** RECORDS TO USE follows **
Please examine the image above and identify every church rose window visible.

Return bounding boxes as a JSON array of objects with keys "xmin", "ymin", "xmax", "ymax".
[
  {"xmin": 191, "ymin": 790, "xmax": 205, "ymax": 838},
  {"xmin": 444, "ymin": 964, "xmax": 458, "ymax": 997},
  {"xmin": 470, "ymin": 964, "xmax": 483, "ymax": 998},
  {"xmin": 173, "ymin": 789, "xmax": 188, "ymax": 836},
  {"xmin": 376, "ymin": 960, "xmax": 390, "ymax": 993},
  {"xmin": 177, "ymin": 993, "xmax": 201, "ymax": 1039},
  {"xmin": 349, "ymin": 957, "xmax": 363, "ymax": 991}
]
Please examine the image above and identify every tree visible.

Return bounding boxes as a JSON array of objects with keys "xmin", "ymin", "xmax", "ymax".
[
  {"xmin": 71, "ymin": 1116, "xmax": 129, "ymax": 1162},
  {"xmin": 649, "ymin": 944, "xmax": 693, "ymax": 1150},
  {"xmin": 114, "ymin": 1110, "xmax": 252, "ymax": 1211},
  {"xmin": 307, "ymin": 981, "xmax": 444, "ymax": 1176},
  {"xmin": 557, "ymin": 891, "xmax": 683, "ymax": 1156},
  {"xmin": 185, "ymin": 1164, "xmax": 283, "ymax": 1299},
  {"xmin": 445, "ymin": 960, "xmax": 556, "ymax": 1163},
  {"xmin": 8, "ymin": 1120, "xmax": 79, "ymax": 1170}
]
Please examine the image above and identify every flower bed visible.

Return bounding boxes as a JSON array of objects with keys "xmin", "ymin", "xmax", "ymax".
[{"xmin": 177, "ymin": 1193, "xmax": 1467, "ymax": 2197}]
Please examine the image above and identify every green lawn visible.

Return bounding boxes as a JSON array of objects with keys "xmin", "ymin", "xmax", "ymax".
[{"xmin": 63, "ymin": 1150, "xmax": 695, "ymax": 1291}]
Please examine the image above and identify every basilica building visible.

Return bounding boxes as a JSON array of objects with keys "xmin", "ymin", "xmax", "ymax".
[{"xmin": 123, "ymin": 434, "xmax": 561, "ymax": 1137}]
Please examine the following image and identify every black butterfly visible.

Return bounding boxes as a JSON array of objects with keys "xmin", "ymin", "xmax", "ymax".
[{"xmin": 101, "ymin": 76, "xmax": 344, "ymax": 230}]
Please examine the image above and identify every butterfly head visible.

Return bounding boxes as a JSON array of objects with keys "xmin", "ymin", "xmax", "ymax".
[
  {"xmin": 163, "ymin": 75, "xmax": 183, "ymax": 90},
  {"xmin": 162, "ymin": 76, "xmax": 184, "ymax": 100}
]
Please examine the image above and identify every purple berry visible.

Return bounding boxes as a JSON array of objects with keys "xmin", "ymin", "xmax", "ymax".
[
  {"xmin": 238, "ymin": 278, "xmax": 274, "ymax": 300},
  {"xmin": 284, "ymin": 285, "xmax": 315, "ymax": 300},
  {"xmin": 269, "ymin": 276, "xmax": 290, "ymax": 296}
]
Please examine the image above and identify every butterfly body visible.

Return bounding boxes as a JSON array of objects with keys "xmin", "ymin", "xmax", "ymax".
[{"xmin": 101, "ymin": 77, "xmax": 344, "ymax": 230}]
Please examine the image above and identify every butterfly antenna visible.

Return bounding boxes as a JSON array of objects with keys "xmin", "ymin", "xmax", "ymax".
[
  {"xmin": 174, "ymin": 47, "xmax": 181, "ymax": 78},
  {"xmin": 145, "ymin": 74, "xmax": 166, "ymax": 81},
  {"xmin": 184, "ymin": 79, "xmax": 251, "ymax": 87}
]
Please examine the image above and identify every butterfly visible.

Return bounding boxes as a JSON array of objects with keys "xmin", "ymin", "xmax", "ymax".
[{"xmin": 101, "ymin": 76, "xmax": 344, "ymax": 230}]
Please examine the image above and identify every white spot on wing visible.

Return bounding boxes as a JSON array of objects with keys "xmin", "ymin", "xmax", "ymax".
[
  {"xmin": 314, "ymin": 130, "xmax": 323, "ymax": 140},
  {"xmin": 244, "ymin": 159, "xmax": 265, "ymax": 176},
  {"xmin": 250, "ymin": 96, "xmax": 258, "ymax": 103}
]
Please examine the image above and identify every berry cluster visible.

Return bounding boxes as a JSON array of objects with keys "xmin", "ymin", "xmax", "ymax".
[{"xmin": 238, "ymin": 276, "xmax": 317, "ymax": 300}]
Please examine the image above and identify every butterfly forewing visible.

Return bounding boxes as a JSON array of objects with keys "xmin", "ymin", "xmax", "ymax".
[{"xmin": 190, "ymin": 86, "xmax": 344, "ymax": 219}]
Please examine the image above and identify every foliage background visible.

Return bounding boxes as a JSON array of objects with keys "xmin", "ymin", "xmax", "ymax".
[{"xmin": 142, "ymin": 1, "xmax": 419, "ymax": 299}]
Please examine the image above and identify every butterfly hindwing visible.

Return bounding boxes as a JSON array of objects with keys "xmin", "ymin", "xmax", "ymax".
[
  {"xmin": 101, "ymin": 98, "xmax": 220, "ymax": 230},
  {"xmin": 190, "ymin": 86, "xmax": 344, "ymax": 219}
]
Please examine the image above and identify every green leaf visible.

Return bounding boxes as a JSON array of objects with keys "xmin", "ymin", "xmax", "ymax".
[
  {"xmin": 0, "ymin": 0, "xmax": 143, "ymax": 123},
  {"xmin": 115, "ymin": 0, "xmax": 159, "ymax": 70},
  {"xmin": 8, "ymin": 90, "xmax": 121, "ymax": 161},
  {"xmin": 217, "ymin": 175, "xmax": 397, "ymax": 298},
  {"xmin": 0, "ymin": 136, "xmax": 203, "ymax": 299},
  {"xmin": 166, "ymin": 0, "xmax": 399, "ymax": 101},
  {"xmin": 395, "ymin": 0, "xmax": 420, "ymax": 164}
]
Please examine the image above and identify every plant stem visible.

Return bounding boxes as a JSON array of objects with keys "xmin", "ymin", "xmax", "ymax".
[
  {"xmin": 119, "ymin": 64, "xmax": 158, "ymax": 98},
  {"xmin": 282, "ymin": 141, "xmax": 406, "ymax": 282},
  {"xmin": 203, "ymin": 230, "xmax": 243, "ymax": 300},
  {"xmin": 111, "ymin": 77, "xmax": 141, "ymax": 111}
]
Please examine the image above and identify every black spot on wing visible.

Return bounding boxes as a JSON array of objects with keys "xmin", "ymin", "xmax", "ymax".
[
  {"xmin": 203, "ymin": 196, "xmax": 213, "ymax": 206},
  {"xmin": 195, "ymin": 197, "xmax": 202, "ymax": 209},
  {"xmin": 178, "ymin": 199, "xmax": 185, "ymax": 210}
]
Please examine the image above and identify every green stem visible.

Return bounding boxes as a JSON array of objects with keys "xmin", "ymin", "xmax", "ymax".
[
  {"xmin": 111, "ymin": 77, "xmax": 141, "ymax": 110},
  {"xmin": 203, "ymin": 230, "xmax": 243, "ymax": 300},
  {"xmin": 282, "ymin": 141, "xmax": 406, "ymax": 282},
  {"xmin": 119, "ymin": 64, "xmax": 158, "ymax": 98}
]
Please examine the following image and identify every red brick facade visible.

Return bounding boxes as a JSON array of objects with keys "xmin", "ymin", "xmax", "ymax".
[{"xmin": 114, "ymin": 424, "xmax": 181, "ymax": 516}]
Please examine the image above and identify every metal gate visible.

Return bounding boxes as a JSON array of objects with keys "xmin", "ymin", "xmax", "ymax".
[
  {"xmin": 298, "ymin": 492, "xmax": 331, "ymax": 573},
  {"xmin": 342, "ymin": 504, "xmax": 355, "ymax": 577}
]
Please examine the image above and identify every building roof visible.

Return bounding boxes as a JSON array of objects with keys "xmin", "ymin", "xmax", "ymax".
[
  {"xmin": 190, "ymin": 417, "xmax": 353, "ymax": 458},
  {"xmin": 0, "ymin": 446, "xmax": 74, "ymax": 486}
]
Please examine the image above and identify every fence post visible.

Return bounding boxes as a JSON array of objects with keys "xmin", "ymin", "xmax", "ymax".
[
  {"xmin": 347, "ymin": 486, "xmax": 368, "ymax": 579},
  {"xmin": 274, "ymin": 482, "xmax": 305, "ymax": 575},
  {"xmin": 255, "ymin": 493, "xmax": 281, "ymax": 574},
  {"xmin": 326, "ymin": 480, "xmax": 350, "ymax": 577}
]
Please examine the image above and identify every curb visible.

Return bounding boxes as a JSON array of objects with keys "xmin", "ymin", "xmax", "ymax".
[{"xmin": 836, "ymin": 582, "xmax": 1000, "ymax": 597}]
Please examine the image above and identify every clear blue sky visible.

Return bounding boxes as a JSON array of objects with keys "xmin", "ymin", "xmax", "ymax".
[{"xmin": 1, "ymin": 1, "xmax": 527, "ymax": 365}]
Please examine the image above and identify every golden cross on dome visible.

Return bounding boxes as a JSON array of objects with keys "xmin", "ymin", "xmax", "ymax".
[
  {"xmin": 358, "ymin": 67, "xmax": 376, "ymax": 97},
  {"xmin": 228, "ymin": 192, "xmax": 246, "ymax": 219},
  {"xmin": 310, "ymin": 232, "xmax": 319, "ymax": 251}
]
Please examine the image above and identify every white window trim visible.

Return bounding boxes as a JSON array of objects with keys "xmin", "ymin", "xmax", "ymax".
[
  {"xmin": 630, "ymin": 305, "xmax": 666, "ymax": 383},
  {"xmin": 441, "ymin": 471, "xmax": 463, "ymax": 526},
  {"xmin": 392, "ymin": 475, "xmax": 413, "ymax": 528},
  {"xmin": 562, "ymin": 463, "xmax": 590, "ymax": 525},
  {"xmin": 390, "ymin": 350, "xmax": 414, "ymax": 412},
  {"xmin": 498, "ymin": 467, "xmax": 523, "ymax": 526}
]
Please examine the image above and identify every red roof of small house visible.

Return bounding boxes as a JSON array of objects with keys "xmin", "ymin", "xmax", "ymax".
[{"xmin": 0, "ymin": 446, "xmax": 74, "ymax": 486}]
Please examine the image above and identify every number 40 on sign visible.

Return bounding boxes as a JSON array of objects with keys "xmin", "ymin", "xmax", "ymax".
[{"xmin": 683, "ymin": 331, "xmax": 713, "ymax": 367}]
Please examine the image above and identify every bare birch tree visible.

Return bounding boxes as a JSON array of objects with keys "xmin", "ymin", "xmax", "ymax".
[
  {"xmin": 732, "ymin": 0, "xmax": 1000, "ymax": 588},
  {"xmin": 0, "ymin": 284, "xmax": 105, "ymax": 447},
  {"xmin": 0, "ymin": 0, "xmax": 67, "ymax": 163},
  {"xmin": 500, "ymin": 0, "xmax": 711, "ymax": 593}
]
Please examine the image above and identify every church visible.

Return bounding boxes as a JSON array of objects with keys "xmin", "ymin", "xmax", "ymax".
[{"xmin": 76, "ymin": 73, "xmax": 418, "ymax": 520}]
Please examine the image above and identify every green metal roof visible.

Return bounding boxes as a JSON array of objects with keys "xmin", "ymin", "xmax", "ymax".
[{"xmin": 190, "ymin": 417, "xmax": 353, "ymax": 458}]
** End of RECORDS TO USE **
= INSTRUCTIONS FOR THE TASK =
There is a line with "Please examine the image above and identify every black" and a line with "Please examine the image above and identify every green stem" above. Copy exactly those two lines and all lines between them, with nothing else.

= EXERCISE RESULT =
Please examine the image above and identify every black spot on wing visible.

Return bounding boxes as a JSON array of objects with keys "xmin", "ymin", "xmax", "ymax".
[
  {"xmin": 203, "ymin": 196, "xmax": 213, "ymax": 206},
  {"xmin": 195, "ymin": 197, "xmax": 202, "ymax": 209},
  {"xmin": 178, "ymin": 199, "xmax": 185, "ymax": 210}
]
Please examine the image above and identify every green stem visible.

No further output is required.